Kaynak metin ->
•••
Medya
  • 3.11.2013 18:24

Enver Abi ile son cuma!..

METİN ÖZER / HABERVİTRİNİ

Yazılarımı takip edenler bilirler, bir süredir Enver Abi ile yaşadıklarımı aktarıyorum.
Yaşadığımız olayların önemli bir kısmını en yakınları bile bu satırlardan öğrendi.
Meselenin bu yönü ile ilgili çok sayıda sorular aldım.
Enver Abi, yaşadığı acılar ve uğradığı zulümlerin sağlığında bilinmesini istemedi.
Kendisi de zaten kimseye bahsetmedi.
Çünkü onun aldığı terbiye bunu gerektiriyordu.
Enver Abi yaşamı boyunca bir tek kişiyi kendine örnek aldı.
O da; Peygamber Efendimiz (Sallallahu Aleyhi ve Selem) oldu.
O’nun gibi yaşamaya, O’nun gibi yapmaya çalıştı.
Mübarek Peyfamber Efendimiz de çok büyük zulümlere uğradı,
çok büyük acılar çekti.
Enver Abi bir sohbetinde; “Yeryüzünde Peygamber Efendimiz’den (Sallallahu Aleyhi ve Sellem) daha büyük acı ve sıkıntı çeken ikinci bir insan olmadı.” demişti.
Mübarek Peygamberimiz yaşadığı acı ve sıkıntılardan hiç bahis etmedi.
Hiç yakınmadı.
Bunlardan yakındığı tek bir Hadis-i Şerif bile yoktur.
Bizler mübarek peygamberimizin yaşadığı acı ve sıkıntıları Eshâb-ı Kirâm’ın anlattıkları ve yazdıklarıyla öğrendik.
Enver Abi’nin sessizliğinin ve yakınmamasının sırrı da burada.
O da benzemeye çalıştığı Peygamber Efendimiz’in (Sallallahu Aleyhi ve Sellem) bu özelliğini biliyordu.
Tıpkı O’nun yaptığı gibi yaptı…
Ben O’nun yaşadığı acı ve sıkıntılara bizzat şahit olmuş birisi olarak bunları kaleme aldım.
Gelecek nesiller Enver Abi’yi okurken bu acıları da böylece öğrenmiş olacaklar.

xxxx

Anlatacak o kadar çok konu var ki, yazmakla bitmez.
Belki bu yazdıklarımı; gelirini mudilere bırakacak bir kitaba dönüştürürüm.
•••
Veri kesitleri ->
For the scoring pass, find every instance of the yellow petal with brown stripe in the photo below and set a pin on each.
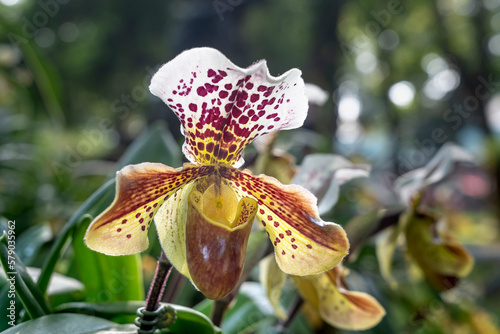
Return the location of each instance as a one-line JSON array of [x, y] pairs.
•••
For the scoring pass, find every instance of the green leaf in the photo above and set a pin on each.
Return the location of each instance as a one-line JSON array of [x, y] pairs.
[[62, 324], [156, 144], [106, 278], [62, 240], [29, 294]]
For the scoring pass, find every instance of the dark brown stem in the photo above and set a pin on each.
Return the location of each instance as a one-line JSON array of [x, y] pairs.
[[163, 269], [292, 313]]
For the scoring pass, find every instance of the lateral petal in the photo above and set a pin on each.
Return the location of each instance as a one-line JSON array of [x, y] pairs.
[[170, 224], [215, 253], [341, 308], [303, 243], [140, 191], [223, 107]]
•••
Yapılacak iş -> Enver Abi'yi anlatan yazının devamını yazın. Bu verilerin metinle hiçbir ilgisi yoktur.

Beklenen çıktı ->
Orada köşe yazılarımda kısaca geçtiğim bazı bölümleri daha geniş aktarabilirim.
Nasip İnşallah.


xxx xxxx xxxx

Dönelim konumuza.
Enver Abi’nin vefatından 6-7 ay önceydi.
Bir yaz günü Ankara’ya geldi.
Ankara’ya geldiğinde Bağlum’da yaptırdığı evinde kalıyordu.
Bağlum, bilmeyenler için belirteyim: Ankara’ya 13 kilometre uzaklıkta bir nahiye. Şimdi Keçiören’e bağlı mahalle gibi oldu.
Bağlum’u Bağlum yapan şey ise; son devrin en büyük evliya ve alimlerinden Seyyid Abdülhekim Arvasi Hazretleri’nin kabrinin burada olması.
Necip Fazıl Kısakürek’in hocası olarak bilinen Seyyid Abdülhekim Arvasi Hazretleri’nin kabrine bütün Türkiye’den ziyaretçiler gelir.
Ankara’nın ünlü siyasetçileri de zaman zaman mübarek kabrine uğrayarak dua ederler.
Enver Abi için ise Seyyid Abdülhekim Arvasi Hazretleri’nin ayrı bir yeri var:
Hocasının hocası durumunda.
Bu yüzden Bağlum’a ayrı bir sevgi ve bağlığı vardı.
Bu mübarek insana sevgisi yüzünden Ankara’nın merkezine değil, onun kabrine yakın bir yerde ev yaptırdı.
Ankara’ya geldiğinde de bu evde kalıyordu.
Özellikle sabah namazlarından sonra kabristana gidip, Seyyid Abdülhekim Arvasi Hazretleri’nin kabrinin başında saatlerce dua ediyordu.
Bizler yatağımızda uyurken Enver Abi, O mübarek kabrin başında gözyaşı dökerdi.
Kendi ifadesiyle; “Bu dünyada en çok huzur bulduğu yer” O mübarek kabrin başıydı.
Ankara’ya son gelişinde de yine Bağlum’daydı.
Enver Abi’nin geldiğini öğrenince haber beklemeye başladım.
Perşembe günü akşam saatleriydi.
Beklediğim telefon geldi:
-Enver Abi seni Bağlum’a çağırıyor. Cuma namazını birlikte kılacak.
İnanılmaz sevindim.
Cuma günü Bağlum’daki eve vardığımda 100 civarında arkadaş vardı.
Öne doğru geçtim.
Enver Abi koltukta oturmuştu.
Beni görünce gülümsedi, “Kaçak gelmiş” dedi.
Selam verip hatır sordu, sohbetine devam etti.
Dikkat ettim; sohbetin ağırlık konusu ilmihal’di.
Bilmediğimiz konularda mutlaka İlmihal’e bakmamız gerektiğiydi.
Aslında bir veda konuşmasıydı.
Konuşmasında tamamen İlmihal’i işaret ediyordu.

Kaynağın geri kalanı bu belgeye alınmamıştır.